::: Record list
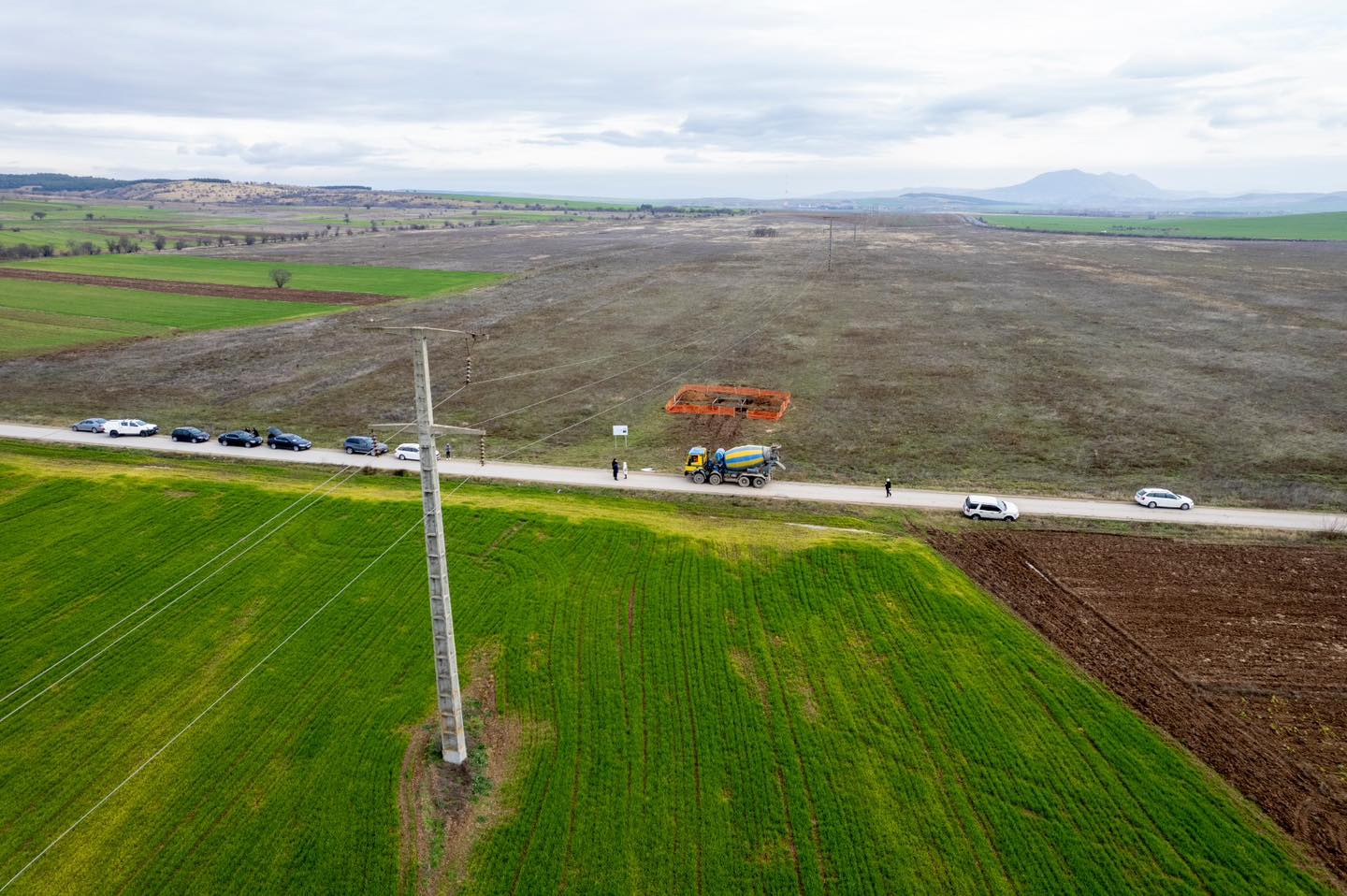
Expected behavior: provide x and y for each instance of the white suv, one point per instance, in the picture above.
(410, 452)
(1163, 498)
(129, 426)
(981, 507)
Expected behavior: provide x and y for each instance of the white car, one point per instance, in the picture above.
(410, 452)
(982, 507)
(129, 426)
(1163, 498)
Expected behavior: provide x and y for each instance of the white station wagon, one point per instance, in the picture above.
(129, 426)
(1163, 498)
(982, 507)
(410, 452)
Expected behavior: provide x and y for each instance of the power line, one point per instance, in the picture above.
(209, 708)
(254, 529)
(141, 623)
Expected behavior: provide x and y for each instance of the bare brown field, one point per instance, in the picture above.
(934, 352)
(1239, 652)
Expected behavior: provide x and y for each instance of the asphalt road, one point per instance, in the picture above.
(602, 477)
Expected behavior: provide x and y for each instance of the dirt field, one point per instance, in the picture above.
(199, 289)
(1237, 651)
(934, 352)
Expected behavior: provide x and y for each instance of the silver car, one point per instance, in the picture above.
(1163, 498)
(983, 507)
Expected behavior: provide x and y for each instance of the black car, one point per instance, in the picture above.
(240, 438)
(364, 445)
(189, 434)
(275, 438)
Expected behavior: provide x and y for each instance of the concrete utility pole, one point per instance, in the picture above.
(453, 742)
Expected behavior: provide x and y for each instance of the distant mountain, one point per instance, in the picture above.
(1075, 192)
(1078, 187)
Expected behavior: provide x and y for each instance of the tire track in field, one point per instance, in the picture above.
(579, 742)
(624, 645)
(921, 740)
(1104, 788)
(551, 768)
(697, 749)
(776, 754)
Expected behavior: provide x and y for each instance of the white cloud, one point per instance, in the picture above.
(678, 98)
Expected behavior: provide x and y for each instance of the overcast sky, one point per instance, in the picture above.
(679, 98)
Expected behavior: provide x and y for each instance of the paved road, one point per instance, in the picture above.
(602, 477)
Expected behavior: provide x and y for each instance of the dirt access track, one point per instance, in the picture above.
(201, 289)
(1237, 651)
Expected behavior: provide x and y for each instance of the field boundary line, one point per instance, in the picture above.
(244, 538)
(210, 706)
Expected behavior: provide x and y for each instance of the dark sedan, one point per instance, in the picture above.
(189, 434)
(240, 438)
(275, 438)
(364, 445)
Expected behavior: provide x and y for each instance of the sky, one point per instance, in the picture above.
(680, 100)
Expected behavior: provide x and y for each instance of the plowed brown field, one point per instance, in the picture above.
(199, 289)
(1239, 652)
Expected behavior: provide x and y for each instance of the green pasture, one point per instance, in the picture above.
(398, 282)
(706, 705)
(1282, 226)
(42, 317)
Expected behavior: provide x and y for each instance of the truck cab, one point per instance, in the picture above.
(695, 461)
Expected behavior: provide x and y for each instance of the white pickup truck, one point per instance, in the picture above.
(129, 426)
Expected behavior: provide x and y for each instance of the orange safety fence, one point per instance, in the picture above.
(731, 400)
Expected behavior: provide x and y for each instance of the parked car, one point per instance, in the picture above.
(364, 445)
(189, 434)
(982, 507)
(410, 452)
(275, 438)
(129, 426)
(240, 438)
(1163, 498)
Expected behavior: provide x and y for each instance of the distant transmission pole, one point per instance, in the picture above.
(453, 743)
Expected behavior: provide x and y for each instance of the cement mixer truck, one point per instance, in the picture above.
(749, 465)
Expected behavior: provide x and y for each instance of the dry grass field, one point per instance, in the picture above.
(934, 352)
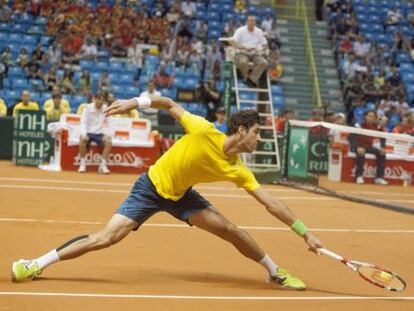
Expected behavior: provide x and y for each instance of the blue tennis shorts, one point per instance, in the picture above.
(144, 201)
(97, 138)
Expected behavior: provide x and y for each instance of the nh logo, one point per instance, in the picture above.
(31, 121)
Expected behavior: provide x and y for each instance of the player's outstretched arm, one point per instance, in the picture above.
(122, 106)
(284, 214)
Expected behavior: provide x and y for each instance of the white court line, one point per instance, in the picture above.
(188, 227)
(316, 197)
(189, 297)
(80, 182)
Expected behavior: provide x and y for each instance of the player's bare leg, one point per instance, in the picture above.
(114, 231)
(211, 220)
(107, 142)
(83, 141)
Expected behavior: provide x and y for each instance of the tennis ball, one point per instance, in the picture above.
(385, 276)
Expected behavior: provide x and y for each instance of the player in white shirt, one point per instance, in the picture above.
(92, 122)
(252, 47)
::::::
Copy every line of the items above word for word, and leave the pictures out.

Expected behavior: provide x and y for each instance of the white suv, one point per instance, in the picture above.
(410, 452)
(1163, 498)
(129, 426)
(981, 507)
Expected behavior: provide x and y for each instance of the white car, one point per instance, in the picture above.
(410, 452)
(982, 507)
(129, 426)
(1163, 498)
Expected behavior: provide x and y for each instance of the white station wagon, one point per instance, in the picture above.
(129, 426)
(1163, 498)
(982, 507)
(410, 452)
Expected behavior: provide x and y for each instance of the power line, one point per instance, in the picture above.
(209, 708)
(254, 529)
(141, 623)
Expected behavior: provide x and y for each instance of the bare brown field, one point per instance, in the picture above.
(934, 352)
(1239, 652)
Expected behavior: provide x and y for each instance of the asphalt road, one point per instance, in the picture above.
(602, 477)
Expected behavior: provide x and y for each instance of the dirt field, one point per instance, in the picture above.
(199, 289)
(1237, 651)
(934, 352)
Expected behavior: provide x and y for each instance of the silver car, one point per instance, in the picture above.
(1163, 498)
(983, 507)
Expected behavior: provide x and y for each instance of the black car, one point per instance, in the picture above.
(240, 438)
(364, 445)
(189, 434)
(275, 438)
Expected behavior: provide x and y for each instance of the concrete utility pole, one point per instance, in the picture above.
(453, 742)
Expected behavior: provide x and y for each instance of the distant mountain, one point per instance, in the picture above.
(1075, 192)
(1078, 187)
Expected behavior: provide x and y for each instance of the tire track in field, one point per instance, in the picture above.
(579, 742)
(624, 645)
(921, 740)
(1104, 788)
(551, 768)
(697, 749)
(776, 754)
Expected behavior: provide x and y for each instance of the white cloud, one point per instance, in the picture above.
(678, 98)
Expected behavior: provide x and y for each instance of the overcast sky, one point per instance, in the picture above.
(679, 98)
Expected behavior: provide x and y for each instance of the paved road, one point per instance, in the picture above.
(602, 477)
Expected behavior: provide x and y for each instance of the dirt access track, one point per instance, in the picture above.
(201, 289)
(1237, 651)
Expected behavior: provide x and y for each instance of the field boundary line, one point per instance, in the picture above.
(244, 538)
(210, 706)
Expected behavior: provide x and y for each instance of the dark sedan, one point per instance, in the picture above.
(189, 434)
(240, 438)
(275, 438)
(364, 445)
Expected behavior: provide x and y for each instance of the sky, one point per instance, in the picture above.
(680, 100)
Expected behavior: provide x and y for each instance of the plowed brown field, one point per instance, in the picture above.
(199, 289)
(1239, 652)
Expected behavior: provide x and y for each instance of the green pasture, one point per instance, in the picture above.
(398, 282)
(706, 705)
(1282, 226)
(42, 317)
Expected behavior: provide x and y for each instance of the truck cab, one point per instance, in the picture above.
(695, 461)
Expected behavior: provide x and y for each instance of the white pickup truck, one point per instance, in the picture above.
(129, 426)
Expected behavior: provide x and y for each instance of the orange safety fence, one point per instance, in the picture above.
(731, 400)
Expected behavior: provide x and y for each instance of the parked car, one point per instance, in the picture above.
(364, 445)
(189, 434)
(982, 507)
(410, 452)
(275, 438)
(129, 426)
(240, 438)
(1163, 498)
Expected behavior: provide x and y for each instance of the distant transmission pole, one point per instance, in the picture above.
(453, 743)
Expected behavior: provide x and y for each instance of the cement mixer truck, one point per instance, in the picture above.
(749, 465)
Expected behavior: provide x and y for each instance of the dry grass field, one point per instance, in the picture above.
(934, 352)
Expected behavior: provide x and y for each instance of the blue tennis shorts, one point per instance, in the picture above.
(144, 201)
(97, 138)
Expected behavior: provide x and y for each instance of the nh logo, one point per instance, in the picture above.
(31, 121)
Expected behavior: provide x and y for each instance of the player's outstretched arm, one point per instance, in the picture above.
(122, 106)
(284, 214)
Expected behavior: provide x and y for each instance of the white court line, one point per instance, in the picture above.
(188, 227)
(316, 197)
(189, 297)
(80, 182)
Expected behavior: provide x and y for each instance of the player's bare leg, one point per instance, in the picture above.
(114, 231)
(211, 220)
(107, 142)
(83, 141)
Expected behavior: provide x and y for each instance of the tennis ball, one point per instance, in the picture above.
(385, 276)
Expected behavior: provide x and y for each instance of the player in white shirt, one point per instance, in the picture above.
(92, 122)
(252, 47)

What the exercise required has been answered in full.